List every line below that contains the string "brown", copying each such line in full. Case counts when matching.

• **Data lines**:
..............................

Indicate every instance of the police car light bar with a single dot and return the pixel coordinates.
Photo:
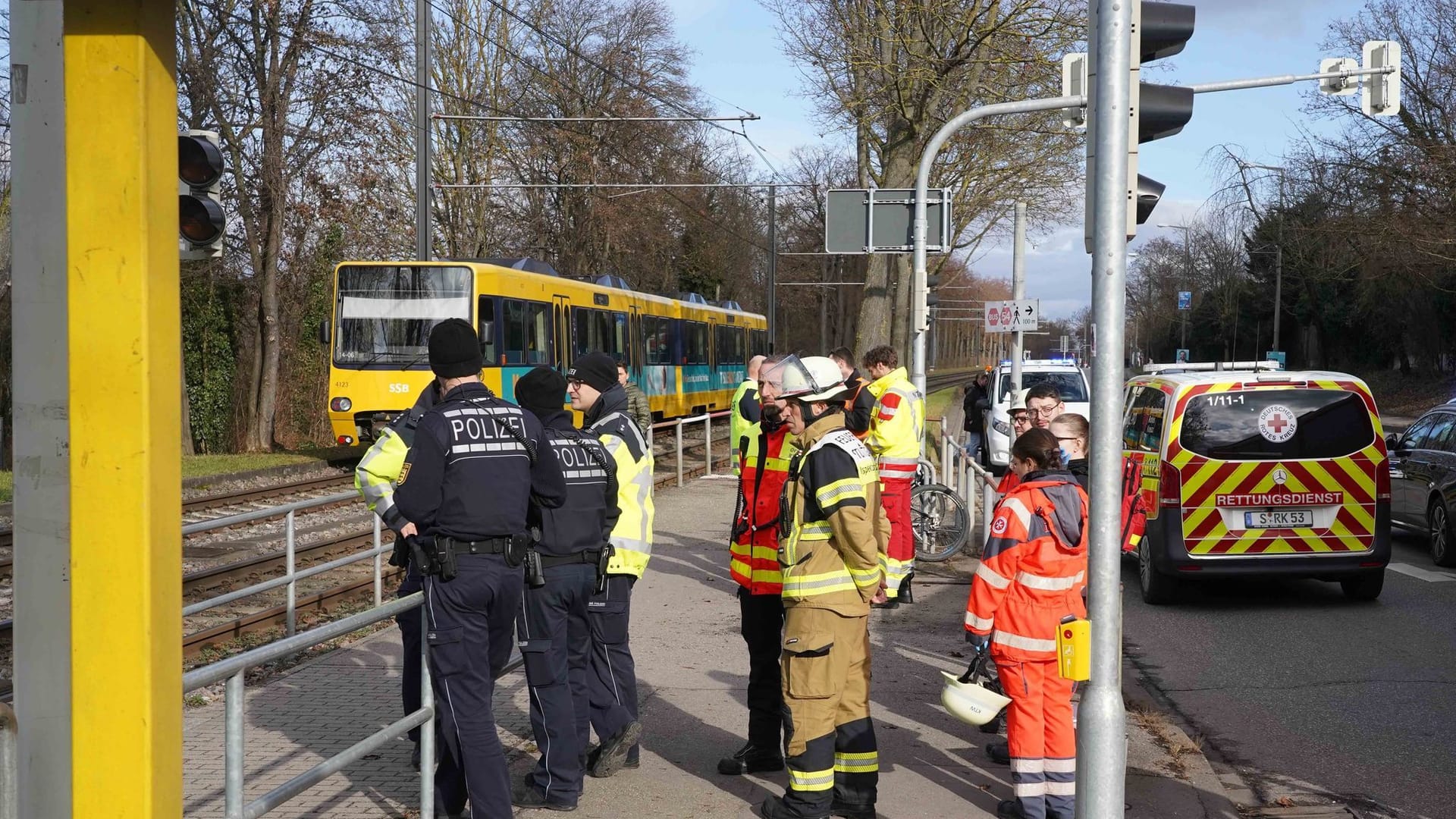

..............................

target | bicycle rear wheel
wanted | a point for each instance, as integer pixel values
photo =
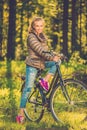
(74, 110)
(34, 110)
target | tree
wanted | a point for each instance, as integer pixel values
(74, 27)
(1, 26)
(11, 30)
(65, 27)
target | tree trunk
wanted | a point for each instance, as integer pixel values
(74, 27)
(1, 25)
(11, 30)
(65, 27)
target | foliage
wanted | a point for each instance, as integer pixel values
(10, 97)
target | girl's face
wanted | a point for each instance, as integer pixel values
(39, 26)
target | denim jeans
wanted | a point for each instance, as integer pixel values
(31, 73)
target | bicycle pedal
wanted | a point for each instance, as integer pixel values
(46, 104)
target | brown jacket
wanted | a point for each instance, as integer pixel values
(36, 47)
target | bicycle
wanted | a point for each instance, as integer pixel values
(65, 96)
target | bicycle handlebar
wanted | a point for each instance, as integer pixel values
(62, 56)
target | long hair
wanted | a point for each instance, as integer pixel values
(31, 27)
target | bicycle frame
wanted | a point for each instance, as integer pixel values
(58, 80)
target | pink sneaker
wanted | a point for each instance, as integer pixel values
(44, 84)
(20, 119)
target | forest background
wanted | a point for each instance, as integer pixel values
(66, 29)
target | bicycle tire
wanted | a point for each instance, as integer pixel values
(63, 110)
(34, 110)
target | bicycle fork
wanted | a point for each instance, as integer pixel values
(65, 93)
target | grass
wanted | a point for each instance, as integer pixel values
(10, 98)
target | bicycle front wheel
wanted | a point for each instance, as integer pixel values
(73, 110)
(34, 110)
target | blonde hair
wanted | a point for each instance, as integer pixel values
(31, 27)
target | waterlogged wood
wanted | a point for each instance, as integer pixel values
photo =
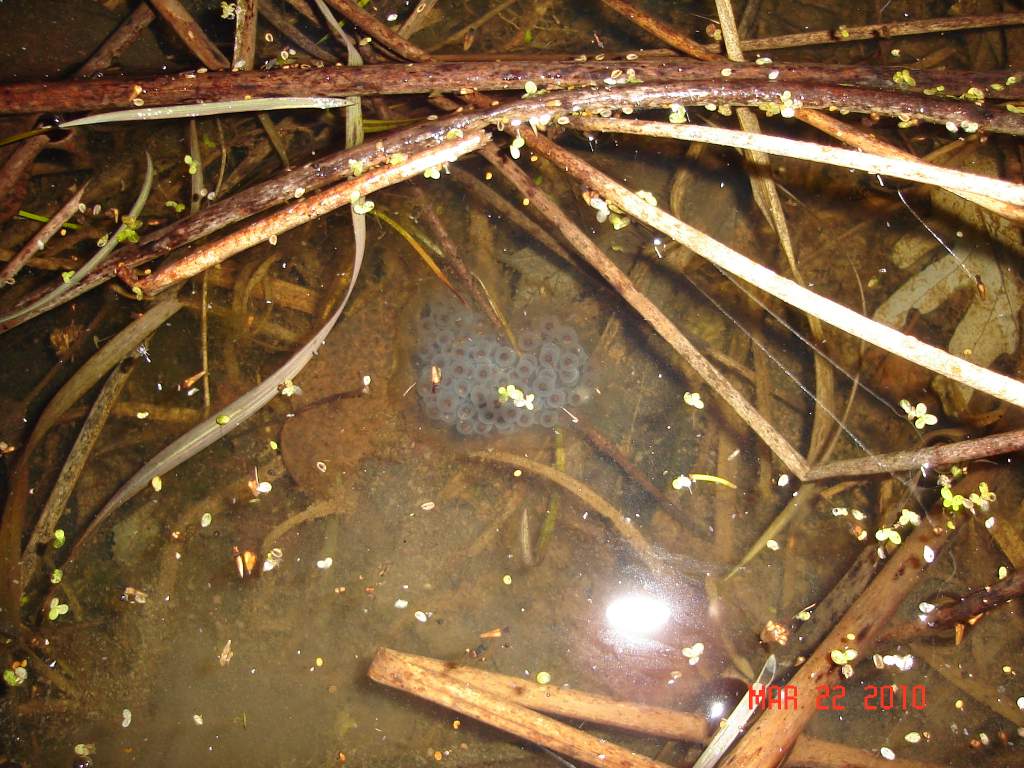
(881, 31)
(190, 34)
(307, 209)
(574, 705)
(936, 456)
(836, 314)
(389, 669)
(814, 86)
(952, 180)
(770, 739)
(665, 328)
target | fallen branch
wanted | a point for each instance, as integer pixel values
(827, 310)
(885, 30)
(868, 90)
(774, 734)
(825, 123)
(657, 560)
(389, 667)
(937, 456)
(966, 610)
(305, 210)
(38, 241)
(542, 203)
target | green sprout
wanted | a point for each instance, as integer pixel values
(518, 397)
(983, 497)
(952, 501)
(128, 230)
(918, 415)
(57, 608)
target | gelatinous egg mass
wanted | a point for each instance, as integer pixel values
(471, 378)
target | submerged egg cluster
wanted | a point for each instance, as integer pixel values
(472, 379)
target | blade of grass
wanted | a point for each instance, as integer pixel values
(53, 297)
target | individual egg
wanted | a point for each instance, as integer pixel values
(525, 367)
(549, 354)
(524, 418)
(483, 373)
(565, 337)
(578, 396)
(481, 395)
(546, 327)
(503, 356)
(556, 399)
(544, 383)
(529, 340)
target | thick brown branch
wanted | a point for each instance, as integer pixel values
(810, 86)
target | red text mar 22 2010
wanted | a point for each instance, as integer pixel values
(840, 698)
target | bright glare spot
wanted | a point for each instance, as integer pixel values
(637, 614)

..............................

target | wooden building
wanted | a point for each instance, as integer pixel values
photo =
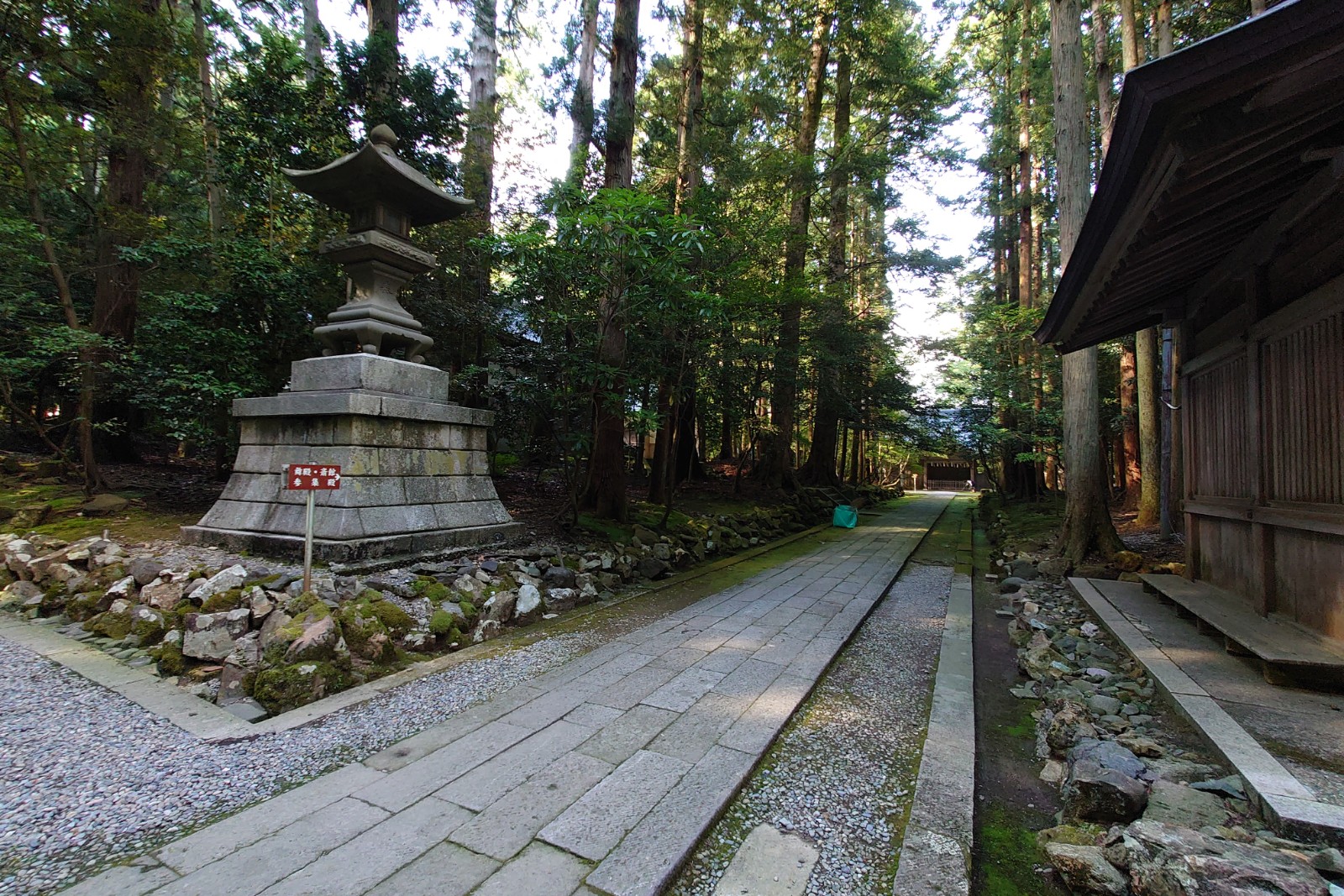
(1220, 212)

..............................

• **Result**:
target | brown jacket
target | thick brown branch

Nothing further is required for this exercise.